• Box annotations for photos:
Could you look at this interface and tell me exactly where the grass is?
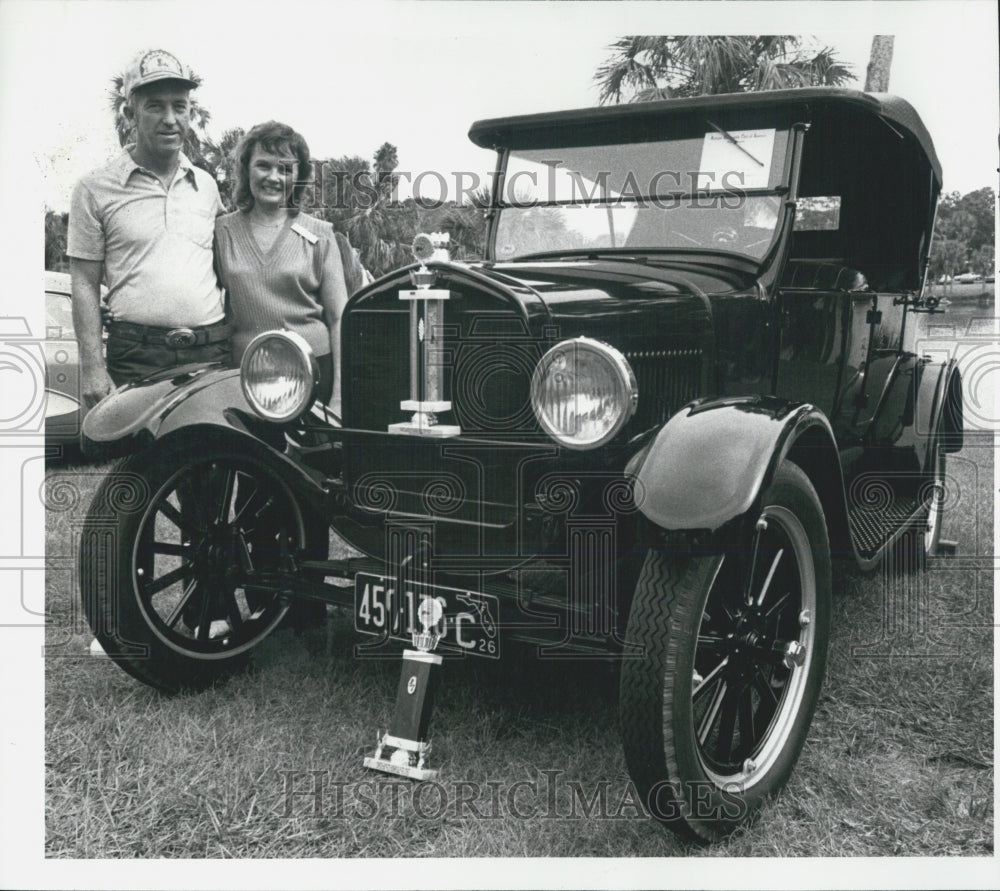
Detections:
[45,436,993,858]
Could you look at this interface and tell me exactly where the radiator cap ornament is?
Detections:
[389,232,462,437]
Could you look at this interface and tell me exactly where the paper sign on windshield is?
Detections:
[698,128,774,190]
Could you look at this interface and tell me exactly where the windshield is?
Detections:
[494,121,787,261]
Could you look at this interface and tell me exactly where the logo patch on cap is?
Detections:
[139,50,185,78]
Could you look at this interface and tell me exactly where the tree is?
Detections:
[594,35,854,105]
[45,208,69,272]
[314,142,418,276]
[865,34,893,93]
[202,127,244,210]
[930,186,996,281]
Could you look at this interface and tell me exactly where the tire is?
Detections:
[80,440,327,693]
[619,462,831,842]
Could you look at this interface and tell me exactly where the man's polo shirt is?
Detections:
[66,149,225,328]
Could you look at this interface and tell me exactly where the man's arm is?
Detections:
[69,257,115,408]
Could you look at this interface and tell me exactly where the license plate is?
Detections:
[354,572,500,659]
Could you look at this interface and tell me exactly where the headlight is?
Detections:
[531,337,639,449]
[240,331,319,421]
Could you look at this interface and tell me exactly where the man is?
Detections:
[66,50,231,655]
[66,50,231,406]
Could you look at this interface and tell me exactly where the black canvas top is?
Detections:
[469,87,942,188]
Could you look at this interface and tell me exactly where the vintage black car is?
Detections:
[81,88,963,840]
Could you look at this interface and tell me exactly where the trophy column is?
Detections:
[364,597,444,780]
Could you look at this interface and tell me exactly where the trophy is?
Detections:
[389,232,462,436]
[364,597,444,780]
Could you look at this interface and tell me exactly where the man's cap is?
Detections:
[122,50,198,99]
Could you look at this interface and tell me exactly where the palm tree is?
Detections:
[594,34,854,105]
[201,127,244,210]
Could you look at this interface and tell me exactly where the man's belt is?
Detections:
[109,321,232,350]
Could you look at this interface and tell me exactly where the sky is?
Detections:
[0,0,1000,210]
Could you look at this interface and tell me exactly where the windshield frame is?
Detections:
[486,115,802,270]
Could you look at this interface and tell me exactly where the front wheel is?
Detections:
[80,442,326,692]
[620,462,831,841]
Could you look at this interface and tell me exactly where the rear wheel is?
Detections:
[80,443,327,692]
[620,462,831,841]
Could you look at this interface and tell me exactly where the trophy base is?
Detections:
[364,733,438,782]
[365,757,438,783]
[389,421,462,437]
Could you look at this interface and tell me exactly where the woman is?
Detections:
[215,121,348,407]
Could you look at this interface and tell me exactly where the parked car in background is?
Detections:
[80,88,963,840]
[45,270,107,445]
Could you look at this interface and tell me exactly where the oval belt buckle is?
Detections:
[167,328,198,350]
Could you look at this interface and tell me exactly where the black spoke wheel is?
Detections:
[620,462,831,841]
[80,443,326,692]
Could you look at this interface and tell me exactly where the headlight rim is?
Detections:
[531,335,639,452]
[240,328,320,424]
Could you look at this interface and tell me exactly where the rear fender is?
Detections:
[869,354,964,474]
[628,396,850,549]
[81,365,284,460]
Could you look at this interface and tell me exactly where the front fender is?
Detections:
[629,396,843,532]
[81,365,283,460]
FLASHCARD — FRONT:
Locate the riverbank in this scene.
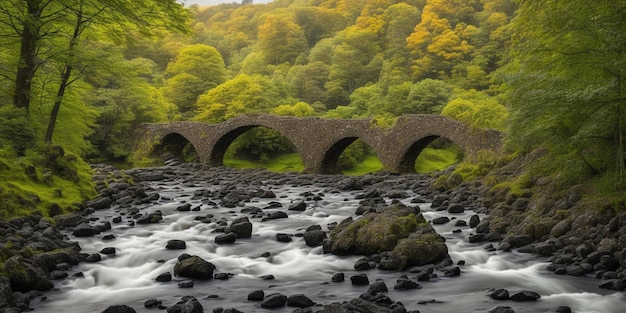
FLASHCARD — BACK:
[0,164,620,312]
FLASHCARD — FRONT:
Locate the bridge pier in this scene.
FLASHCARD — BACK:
[135,114,503,174]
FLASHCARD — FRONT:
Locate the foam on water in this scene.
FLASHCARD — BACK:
[32,174,626,313]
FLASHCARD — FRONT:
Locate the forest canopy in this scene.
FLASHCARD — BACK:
[0,0,626,213]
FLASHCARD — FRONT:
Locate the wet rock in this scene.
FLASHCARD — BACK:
[509,290,541,302]
[227,216,252,238]
[261,293,287,308]
[85,197,113,210]
[54,213,85,227]
[393,276,422,290]
[137,212,163,224]
[448,204,465,214]
[4,256,54,292]
[155,272,172,283]
[287,201,306,212]
[488,306,515,313]
[368,280,389,292]
[174,255,215,279]
[276,233,293,242]
[350,274,370,286]
[143,298,163,309]
[354,258,373,271]
[600,279,626,291]
[165,239,187,250]
[287,294,315,308]
[167,296,204,313]
[85,253,102,263]
[432,216,450,225]
[0,276,13,310]
[176,203,191,212]
[303,230,327,247]
[102,305,137,313]
[330,273,346,283]
[261,211,289,222]
[178,280,193,288]
[489,289,509,300]
[443,266,461,277]
[215,233,237,245]
[213,273,230,280]
[72,223,96,237]
[469,214,480,228]
[100,247,116,255]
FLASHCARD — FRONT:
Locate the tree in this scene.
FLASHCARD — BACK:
[195,74,287,123]
[507,0,626,184]
[258,15,309,65]
[164,44,227,115]
[441,90,509,131]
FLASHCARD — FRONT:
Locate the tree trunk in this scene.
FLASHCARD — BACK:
[13,0,43,111]
[44,65,72,144]
[44,1,85,144]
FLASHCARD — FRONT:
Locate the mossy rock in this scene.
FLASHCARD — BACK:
[391,230,448,270]
[324,206,428,255]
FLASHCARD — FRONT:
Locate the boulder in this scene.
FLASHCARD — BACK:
[167,296,204,313]
[381,225,448,271]
[261,293,287,308]
[324,205,428,255]
[85,197,113,210]
[303,230,326,247]
[4,256,54,292]
[102,305,137,313]
[0,276,13,311]
[248,290,265,301]
[165,239,187,250]
[228,221,252,238]
[215,233,237,245]
[287,201,306,212]
[174,255,215,279]
[287,294,315,308]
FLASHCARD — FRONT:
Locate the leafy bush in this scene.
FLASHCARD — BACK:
[0,106,35,156]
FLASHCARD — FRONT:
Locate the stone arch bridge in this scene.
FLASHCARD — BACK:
[135,114,503,174]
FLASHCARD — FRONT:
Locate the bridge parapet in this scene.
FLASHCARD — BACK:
[135,114,503,173]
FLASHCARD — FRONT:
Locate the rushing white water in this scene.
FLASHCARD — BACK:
[31,173,626,313]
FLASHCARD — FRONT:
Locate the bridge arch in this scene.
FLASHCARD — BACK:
[153,132,197,160]
[208,125,301,166]
[320,136,379,174]
[135,114,503,173]
[398,135,458,173]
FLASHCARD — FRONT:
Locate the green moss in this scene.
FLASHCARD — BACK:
[415,145,462,173]
[0,144,96,220]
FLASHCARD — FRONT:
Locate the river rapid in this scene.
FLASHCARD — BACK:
[31,167,626,313]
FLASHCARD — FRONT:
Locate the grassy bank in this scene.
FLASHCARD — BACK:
[0,148,95,220]
[224,146,460,176]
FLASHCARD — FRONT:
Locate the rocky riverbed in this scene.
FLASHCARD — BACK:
[0,164,626,313]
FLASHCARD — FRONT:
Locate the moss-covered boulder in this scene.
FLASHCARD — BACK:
[324,205,448,270]
[380,225,448,270]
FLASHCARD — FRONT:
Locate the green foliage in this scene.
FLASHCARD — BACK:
[337,139,374,171]
[226,127,295,163]
[164,44,227,117]
[415,145,463,173]
[0,146,96,220]
[506,0,626,189]
[195,74,289,123]
[441,90,508,131]
[224,153,304,173]
[0,106,35,156]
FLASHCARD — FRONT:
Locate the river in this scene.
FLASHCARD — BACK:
[31,167,626,313]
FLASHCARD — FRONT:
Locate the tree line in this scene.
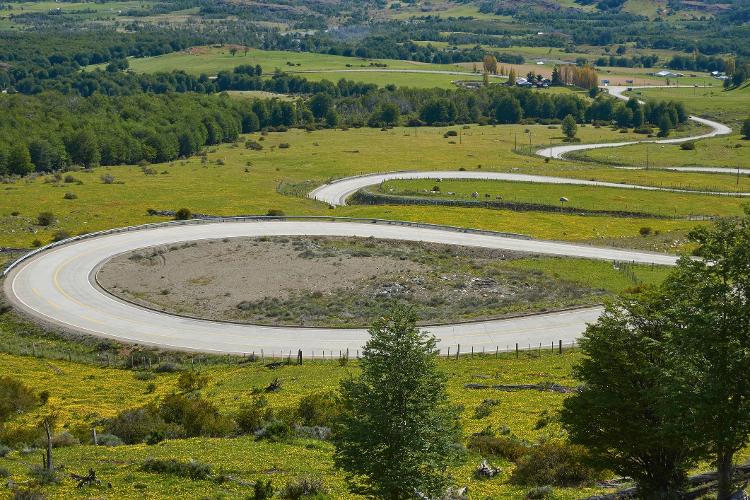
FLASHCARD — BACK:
[0,84,687,180]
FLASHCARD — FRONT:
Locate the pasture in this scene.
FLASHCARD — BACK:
[0,125,724,247]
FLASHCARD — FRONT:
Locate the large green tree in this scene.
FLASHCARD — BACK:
[561,292,700,499]
[334,308,460,499]
[663,207,750,499]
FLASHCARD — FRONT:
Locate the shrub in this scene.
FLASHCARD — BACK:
[524,486,553,500]
[255,418,292,441]
[510,440,598,486]
[29,465,61,486]
[279,476,327,500]
[0,376,37,422]
[36,212,57,227]
[253,479,273,500]
[141,458,211,480]
[466,433,529,461]
[154,363,180,373]
[52,229,70,241]
[297,392,341,427]
[96,434,122,446]
[237,396,273,432]
[13,488,47,500]
[159,394,236,437]
[105,407,165,444]
[474,399,499,419]
[177,371,208,392]
[52,431,81,448]
[174,208,193,220]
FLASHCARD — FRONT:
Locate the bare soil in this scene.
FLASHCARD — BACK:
[97,237,602,327]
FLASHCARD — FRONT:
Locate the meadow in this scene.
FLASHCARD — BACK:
[0,346,602,499]
[376,179,747,217]
[0,125,724,247]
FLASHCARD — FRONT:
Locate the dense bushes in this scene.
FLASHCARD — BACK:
[0,376,37,422]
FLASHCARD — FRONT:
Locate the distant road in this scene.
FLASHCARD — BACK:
[536,86,733,160]
[4,221,677,356]
[308,170,750,206]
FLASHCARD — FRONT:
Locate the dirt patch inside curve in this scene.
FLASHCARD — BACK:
[97,237,603,327]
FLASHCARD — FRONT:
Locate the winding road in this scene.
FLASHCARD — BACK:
[536,86,734,160]
[3,87,736,357]
[4,221,676,357]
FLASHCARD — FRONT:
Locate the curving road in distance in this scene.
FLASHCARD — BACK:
[4,220,677,357]
[536,86,733,159]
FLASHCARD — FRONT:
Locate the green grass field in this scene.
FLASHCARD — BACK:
[0,346,602,499]
[0,125,724,247]
[373,179,747,217]
[632,83,750,126]
[121,46,468,75]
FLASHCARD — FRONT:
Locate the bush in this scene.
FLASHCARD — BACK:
[510,440,598,486]
[0,376,37,422]
[96,434,123,446]
[297,392,341,427]
[177,371,208,392]
[524,486,553,500]
[255,418,292,441]
[105,407,165,444]
[52,431,81,448]
[13,488,47,500]
[237,396,273,432]
[36,212,57,227]
[159,394,236,437]
[174,208,193,220]
[279,476,327,500]
[474,399,499,419]
[141,458,211,480]
[466,433,529,461]
[253,479,273,500]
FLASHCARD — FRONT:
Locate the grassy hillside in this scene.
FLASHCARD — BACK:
[0,125,724,250]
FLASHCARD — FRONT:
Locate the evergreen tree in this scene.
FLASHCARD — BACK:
[334,308,459,499]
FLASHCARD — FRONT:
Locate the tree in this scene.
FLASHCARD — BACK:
[495,95,523,123]
[562,115,578,141]
[659,113,673,137]
[482,54,497,75]
[561,291,698,499]
[508,68,518,86]
[334,308,460,499]
[309,92,333,120]
[663,207,750,500]
[6,143,34,175]
[742,118,750,139]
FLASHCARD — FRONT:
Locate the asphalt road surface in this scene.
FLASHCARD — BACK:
[536,86,732,159]
[308,170,750,206]
[4,221,676,357]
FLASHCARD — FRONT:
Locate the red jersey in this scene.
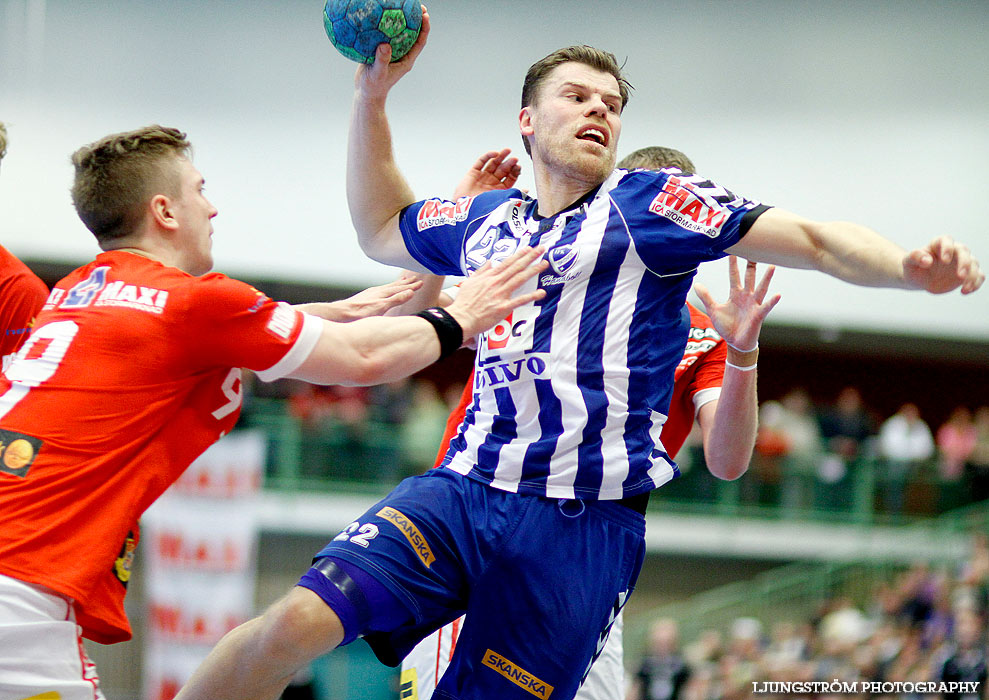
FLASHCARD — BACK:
[0,246,48,369]
[0,251,322,643]
[435,303,728,466]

• Exercise directions: Can you reproduce word for word the part of the rows that opens with the line containing "trophy column is?" and closes with the line containing "[389,421,462,437]", including both of those lines?

• Solution to this task:
Could you look at this interface and tell me exactly where the trophy column is?
Detections:
[364,597,444,780]
Could you look at this interface and tell me exactly where the trophy is?
Detections:
[389,232,462,436]
[364,597,444,780]
Could you look at this interface and tell me exactly where the man's cap is?
Detections:
[122,50,198,99]
Could you look at this interface and tell me exactly where the palm tree is?
Detections:
[594,34,854,105]
[201,127,244,210]
Could you look at this interface and tell me exactly where the man's belt is?
Detections:
[109,321,232,350]
Could you look at this interface and tell me exactly where the sky is?
Detections:
[0,0,1000,210]
Could you look at this interface and tell me exactly where the windshield frame is?
Detections:
[486,115,802,270]
Could you look at this interface and tell me exactly where the front wheel is?
Detections:
[80,442,326,692]
[620,462,831,841]
Could you look at this interface and tell me exactly where the rear wheel is?
Detections:
[80,443,327,692]
[620,462,831,841]
Could you look at this interface and tell me exactly where the trophy base is?
Detections:
[364,733,438,782]
[365,757,438,783]
[389,421,462,437]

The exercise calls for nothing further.